Items listed in a dataset
----

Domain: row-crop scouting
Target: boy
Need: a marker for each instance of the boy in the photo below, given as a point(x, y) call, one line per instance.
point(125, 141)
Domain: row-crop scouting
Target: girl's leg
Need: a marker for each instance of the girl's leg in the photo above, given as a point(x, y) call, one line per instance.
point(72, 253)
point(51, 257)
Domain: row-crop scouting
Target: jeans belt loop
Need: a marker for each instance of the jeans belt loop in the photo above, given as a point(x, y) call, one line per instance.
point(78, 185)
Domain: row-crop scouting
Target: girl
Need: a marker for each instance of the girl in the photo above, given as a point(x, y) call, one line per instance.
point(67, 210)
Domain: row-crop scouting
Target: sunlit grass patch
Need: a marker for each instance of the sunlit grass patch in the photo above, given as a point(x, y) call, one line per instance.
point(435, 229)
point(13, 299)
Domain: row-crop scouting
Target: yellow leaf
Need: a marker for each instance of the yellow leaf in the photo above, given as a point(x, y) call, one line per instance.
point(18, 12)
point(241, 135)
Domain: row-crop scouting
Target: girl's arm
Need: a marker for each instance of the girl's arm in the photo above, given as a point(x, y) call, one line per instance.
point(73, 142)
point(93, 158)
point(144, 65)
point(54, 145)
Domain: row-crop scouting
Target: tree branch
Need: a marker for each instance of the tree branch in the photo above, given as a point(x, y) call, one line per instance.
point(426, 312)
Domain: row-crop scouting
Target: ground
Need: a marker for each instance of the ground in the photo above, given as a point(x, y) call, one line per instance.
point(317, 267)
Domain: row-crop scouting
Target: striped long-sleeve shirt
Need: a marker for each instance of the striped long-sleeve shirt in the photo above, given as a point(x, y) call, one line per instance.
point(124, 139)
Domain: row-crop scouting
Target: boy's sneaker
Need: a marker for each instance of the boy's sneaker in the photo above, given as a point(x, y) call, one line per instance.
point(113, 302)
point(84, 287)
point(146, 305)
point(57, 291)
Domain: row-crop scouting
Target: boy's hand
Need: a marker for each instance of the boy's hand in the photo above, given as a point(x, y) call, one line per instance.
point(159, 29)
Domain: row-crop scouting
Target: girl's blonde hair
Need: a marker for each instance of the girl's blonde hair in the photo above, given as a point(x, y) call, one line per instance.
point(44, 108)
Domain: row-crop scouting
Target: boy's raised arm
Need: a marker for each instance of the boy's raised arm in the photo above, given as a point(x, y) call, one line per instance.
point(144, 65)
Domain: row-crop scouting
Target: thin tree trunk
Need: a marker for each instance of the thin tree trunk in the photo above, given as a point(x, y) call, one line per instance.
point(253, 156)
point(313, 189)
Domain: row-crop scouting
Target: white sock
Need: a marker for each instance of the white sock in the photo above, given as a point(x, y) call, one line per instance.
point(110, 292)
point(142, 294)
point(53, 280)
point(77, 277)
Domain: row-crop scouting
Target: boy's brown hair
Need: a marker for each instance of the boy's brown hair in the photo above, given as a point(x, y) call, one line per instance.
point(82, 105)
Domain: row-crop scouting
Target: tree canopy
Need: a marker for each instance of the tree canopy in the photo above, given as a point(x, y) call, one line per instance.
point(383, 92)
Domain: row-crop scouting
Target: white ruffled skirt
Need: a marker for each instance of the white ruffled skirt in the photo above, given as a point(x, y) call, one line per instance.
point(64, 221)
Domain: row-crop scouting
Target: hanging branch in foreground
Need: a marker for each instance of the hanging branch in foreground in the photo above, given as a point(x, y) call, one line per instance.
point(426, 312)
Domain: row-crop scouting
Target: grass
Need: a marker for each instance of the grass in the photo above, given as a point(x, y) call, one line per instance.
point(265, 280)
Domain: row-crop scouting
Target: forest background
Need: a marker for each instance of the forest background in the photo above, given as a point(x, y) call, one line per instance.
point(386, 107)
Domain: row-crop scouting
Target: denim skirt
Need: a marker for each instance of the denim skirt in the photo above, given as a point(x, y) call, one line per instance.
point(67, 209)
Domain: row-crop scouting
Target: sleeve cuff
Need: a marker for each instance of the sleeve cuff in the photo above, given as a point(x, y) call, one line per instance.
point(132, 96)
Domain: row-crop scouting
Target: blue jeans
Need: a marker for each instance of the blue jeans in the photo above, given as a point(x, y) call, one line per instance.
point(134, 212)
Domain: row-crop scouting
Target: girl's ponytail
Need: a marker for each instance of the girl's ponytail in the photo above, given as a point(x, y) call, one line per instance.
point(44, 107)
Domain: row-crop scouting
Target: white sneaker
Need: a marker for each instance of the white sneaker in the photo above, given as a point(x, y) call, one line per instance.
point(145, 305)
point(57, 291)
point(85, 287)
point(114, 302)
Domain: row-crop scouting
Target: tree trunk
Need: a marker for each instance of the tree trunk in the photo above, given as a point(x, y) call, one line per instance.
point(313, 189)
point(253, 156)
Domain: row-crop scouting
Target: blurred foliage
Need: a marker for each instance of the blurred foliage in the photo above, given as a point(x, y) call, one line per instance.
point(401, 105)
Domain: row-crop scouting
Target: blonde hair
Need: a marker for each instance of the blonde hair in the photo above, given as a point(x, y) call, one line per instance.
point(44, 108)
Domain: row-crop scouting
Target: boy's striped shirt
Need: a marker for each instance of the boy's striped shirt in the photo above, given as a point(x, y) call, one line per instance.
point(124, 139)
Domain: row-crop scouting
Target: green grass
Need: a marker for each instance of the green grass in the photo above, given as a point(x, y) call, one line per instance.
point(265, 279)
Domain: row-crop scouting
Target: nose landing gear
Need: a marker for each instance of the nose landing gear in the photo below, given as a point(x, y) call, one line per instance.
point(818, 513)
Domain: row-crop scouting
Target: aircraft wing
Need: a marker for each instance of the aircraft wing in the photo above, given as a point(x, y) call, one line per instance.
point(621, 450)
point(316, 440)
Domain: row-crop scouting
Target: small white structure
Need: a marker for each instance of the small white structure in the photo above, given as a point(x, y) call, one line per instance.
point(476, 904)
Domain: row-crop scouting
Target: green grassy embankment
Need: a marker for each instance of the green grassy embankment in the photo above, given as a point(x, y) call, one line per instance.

----

What is required
Which lines of the records contain "embankment"? Show each of them.

Answer
Target: green grassy embankment
Need: a marker for each instance of the green grassy embankment in the photo above, given as a point(x, y) call, one line per instance.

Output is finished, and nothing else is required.